## Given exercise 1
Copy the lines of the entries below word for word, starting at the line that contains "woman's hand, a" and ending at the last line of the entries.
-------------------------
I' am using INSERT OVERWRITE DIRECTORY to create a ORC file as shown below.
insert overwrite directory '/hdfs/temp_table/' stored as ORC
select COL_1 ,COL_2, COL_3...FROM TMP_TABLE;
I' am getting multiple part files in the results when i run this query , which i want to reduce to 1 single ORC file.
How can i merge all the small partfiles into a single file?
Hi @saravanan p
one way of doing it is modify the job to run it in single reducer so that the output will be a single file.
Use this property to change the reducer to one. set mapred.reduce.tasks=1;
By default the no of files inserted in a hive table depends on the size of a file, size of map job, size of reducer job. Based on the size no of files inserted in a hive table varies.
max(mapreduce.input.fileinputformat.split.minsize, min(mapreduce.input.fileinputformat.split.maxsize, dfs.block.size))
If you have reducers running, then you should also look at
hive.exec.max.created.files, mapred.reduce.tasks, hive.exec.reducers.bytes.per.reducer
Hope it helps!
ALTER TABLE istari [PARTITION partition_spec] CONCATENATE;
reducing the tasks may impact the overall the performance(however alter also run mr and consume resources.)
post to your insert you can run a alter table statement.
more on the same can be found at ORC documentation
Hi @saravanan p
Wondering if this might be of interest to you: I was able to concatenate an external table which originally had large number of small orc files into small number of huge orc files. I suppose it might work on internal tables as well
Our HDP is: 2.5.3
-------------------------
## Given exercise 2
In the forum thread about merging ORC part files, why does the first reply recommend setting mapred.reduce.tasks to 1?
-------------------------
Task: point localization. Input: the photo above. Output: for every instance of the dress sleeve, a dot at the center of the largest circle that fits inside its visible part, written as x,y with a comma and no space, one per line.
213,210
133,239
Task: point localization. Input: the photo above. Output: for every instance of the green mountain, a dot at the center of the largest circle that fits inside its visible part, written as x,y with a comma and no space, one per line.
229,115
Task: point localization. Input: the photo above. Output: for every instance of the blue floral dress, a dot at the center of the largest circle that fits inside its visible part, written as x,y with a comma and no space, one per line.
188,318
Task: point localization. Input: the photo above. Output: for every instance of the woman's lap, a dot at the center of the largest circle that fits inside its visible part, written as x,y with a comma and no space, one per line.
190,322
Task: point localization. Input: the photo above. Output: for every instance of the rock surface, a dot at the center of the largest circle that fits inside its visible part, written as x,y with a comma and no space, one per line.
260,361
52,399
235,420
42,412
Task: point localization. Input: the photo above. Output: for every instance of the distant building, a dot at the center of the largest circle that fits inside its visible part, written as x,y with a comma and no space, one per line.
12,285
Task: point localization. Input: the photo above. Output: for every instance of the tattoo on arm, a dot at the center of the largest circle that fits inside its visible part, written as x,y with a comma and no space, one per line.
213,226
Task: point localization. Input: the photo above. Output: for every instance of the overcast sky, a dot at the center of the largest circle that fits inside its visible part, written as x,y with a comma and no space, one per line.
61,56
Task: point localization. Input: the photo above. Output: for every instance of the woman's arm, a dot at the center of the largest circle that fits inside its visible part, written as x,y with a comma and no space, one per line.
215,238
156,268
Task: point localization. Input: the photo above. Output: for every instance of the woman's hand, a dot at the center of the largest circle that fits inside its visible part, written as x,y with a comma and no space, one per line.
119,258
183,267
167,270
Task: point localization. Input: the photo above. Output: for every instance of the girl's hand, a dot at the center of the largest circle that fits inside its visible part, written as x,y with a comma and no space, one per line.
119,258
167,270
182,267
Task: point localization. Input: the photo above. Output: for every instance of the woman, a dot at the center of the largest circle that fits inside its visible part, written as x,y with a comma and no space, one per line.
-------------------------
## Worked answer 1
Task: point localization. Input: the photo above. Output: for every instance of the woman's hand, a dot at the center of the largest circle that fits inside its visible part, written as x,y with a comma and no space, one per line.
119,258
183,267
167,270
Task: point localization. Input: the photo above. Output: for every instance of the girl's hand, a dot at the center of the largest circle that fits inside its visible part, written as x,y with a comma and no space, one per line.
119,258
167,270
182,267
Task: point localization. Input: the photo above. Output: for every instance of the woman, a dot at the center of the largest circle that fits inside its visible part, written as x,y with a comma and no space, one per line.

## Worked answer 2
Setting it to 1 makes the job run in a single reducer. The output is then written as one file instead of multiple part files.